* Begin RECORDED INFORMATION *

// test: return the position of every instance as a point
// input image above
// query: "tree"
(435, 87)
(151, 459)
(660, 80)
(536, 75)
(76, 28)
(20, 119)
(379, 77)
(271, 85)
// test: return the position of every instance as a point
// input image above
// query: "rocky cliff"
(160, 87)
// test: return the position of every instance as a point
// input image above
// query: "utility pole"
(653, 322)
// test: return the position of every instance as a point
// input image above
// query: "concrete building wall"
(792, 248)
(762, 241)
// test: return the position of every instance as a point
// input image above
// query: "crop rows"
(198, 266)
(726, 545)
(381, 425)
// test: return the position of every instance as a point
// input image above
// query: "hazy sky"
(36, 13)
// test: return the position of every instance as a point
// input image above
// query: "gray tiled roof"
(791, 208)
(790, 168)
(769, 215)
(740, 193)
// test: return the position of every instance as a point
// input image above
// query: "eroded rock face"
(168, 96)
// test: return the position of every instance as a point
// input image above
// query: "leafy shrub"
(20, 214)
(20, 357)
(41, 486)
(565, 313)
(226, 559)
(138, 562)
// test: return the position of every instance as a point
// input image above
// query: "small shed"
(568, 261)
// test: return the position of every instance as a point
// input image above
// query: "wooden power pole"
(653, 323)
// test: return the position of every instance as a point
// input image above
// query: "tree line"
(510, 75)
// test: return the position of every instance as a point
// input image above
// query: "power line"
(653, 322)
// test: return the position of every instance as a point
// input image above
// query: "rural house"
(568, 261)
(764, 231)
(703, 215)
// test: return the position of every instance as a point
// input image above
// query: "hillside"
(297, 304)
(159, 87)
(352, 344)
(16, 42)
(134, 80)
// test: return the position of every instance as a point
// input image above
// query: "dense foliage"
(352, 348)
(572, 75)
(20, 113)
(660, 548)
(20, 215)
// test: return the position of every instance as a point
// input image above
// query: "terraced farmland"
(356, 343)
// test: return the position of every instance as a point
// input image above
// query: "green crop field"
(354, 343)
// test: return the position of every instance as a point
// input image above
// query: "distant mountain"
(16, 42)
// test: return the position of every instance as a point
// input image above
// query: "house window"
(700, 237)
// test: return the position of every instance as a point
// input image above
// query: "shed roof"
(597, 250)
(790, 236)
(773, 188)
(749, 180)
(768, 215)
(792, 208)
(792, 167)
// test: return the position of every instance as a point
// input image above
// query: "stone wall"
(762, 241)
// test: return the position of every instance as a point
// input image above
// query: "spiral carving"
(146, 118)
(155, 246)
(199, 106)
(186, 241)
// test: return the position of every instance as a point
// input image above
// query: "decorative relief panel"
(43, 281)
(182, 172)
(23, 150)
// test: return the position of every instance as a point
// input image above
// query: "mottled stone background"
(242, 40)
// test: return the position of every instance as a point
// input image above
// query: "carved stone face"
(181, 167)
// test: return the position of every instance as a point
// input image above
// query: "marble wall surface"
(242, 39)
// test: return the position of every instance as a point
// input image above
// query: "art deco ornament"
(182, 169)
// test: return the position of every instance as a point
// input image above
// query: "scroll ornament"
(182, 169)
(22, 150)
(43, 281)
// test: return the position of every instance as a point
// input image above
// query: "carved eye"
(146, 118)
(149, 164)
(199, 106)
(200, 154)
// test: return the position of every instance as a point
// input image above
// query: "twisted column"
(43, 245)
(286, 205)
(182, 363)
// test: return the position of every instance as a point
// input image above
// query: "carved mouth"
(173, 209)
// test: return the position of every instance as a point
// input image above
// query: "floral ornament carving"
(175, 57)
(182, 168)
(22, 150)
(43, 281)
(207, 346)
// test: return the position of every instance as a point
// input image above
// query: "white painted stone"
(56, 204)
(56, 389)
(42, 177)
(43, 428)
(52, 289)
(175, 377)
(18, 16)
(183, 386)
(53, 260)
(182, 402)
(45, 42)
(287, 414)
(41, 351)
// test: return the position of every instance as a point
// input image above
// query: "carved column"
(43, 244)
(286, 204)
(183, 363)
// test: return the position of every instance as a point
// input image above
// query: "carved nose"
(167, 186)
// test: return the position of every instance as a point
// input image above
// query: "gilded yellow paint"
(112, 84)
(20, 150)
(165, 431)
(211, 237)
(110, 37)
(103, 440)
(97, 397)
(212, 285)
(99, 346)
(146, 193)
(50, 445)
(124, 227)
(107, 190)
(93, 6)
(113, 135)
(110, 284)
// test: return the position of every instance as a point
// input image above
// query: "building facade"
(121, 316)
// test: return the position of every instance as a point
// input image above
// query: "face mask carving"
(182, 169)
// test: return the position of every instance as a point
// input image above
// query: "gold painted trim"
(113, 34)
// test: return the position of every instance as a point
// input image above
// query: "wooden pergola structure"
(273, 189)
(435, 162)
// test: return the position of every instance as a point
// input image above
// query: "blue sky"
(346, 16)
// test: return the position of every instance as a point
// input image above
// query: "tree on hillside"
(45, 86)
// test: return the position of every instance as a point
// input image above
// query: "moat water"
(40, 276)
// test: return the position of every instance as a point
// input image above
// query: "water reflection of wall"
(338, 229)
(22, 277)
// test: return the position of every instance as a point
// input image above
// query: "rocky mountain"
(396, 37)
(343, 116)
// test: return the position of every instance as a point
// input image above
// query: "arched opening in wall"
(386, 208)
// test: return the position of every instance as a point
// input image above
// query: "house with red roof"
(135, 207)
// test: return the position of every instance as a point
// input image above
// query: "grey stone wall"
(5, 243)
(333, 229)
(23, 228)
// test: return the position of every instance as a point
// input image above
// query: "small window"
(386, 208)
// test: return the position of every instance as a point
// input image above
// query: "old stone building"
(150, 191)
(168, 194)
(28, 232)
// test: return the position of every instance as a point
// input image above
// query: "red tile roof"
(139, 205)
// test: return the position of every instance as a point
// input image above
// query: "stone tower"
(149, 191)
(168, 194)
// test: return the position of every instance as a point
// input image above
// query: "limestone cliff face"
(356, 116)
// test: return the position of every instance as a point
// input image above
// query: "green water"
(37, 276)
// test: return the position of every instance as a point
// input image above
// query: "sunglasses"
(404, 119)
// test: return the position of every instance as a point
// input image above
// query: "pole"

* End RECORDED INFORMATION *

### SET TASK
Pick out every line in the entries above that contains the word "building", and copy each one. Case counts.

### PROBLEM SOLUTION
// query: "concrete building wall"
// query: "building facade"
// query: "old stone building"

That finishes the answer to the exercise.